### Written problem
Reproduce each of the rows below word for word, in the order given.
━━━━━ Input data
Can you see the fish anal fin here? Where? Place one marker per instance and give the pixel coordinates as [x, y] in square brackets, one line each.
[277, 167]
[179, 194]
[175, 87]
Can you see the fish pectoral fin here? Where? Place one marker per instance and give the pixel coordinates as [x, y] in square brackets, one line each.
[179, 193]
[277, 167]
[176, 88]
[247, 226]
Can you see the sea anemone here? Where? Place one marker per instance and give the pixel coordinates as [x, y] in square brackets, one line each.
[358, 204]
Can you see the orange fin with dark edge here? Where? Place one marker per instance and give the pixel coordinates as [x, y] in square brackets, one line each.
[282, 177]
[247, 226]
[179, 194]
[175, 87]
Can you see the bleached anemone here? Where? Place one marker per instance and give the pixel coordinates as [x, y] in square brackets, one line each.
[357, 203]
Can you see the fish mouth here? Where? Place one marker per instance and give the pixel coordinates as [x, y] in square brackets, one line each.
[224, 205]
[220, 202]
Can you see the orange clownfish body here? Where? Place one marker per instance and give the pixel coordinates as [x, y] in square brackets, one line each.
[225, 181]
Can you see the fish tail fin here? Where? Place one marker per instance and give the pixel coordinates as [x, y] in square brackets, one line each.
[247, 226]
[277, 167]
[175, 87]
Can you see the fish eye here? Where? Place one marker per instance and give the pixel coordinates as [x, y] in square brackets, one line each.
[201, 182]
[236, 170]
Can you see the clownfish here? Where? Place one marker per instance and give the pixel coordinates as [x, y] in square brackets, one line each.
━━━━━━━━━━
### Output
Can you see the fish anal fin here? Where? Place one marker per instance and give the pixel coordinates as [x, y] in square brackets, one line each.
[277, 167]
[179, 194]
[175, 87]
Can you see the fish pectoral fin here? Where? Place one marker per instance and give the pixel coordinates as [x, y] in square brackets, one line each.
[179, 193]
[277, 167]
[176, 88]
[247, 226]
Can you see the sea anemone here? Where? Place one marker per instance and give the pixel coordinates as [x, y] in square brackets, one line each.
[358, 204]
Can you see the orange fin with dark edge here? Where? Place one marker per instance and give the pixel coordinates as [x, y] in square brackets, one line each.
[282, 177]
[247, 226]
[179, 194]
[175, 87]
Can you see the bleached anemone here? Where? Place one marker per instance and give the pixel coordinates as [x, y] in square brackets, one line each.
[357, 203]
Can you see the fish mouth here? Where? Place one marker per instance and give the pixel coordinates as [x, y] in square brackets, one line each.
[224, 205]
[220, 202]
Can you see the orange clownfish body here? Where? Place one marker per instance and give the pixel coordinates as [x, y] in square brackets, one line each.
[225, 181]
Can you see the fish tail fin here? Where? Place one marker per instance and give the pixel coordinates as [x, y] in square brackets, one line each.
[247, 226]
[277, 167]
[175, 87]
Can you see the fish eye here? Where? Place one marker per instance and give the pixel coordinates as [x, y] in square brackets, one line each.
[201, 182]
[236, 170]
Can you see the clownfish here? Where? Place one marker per instance and give the pixel coordinates as [x, y] in square brackets, one line each.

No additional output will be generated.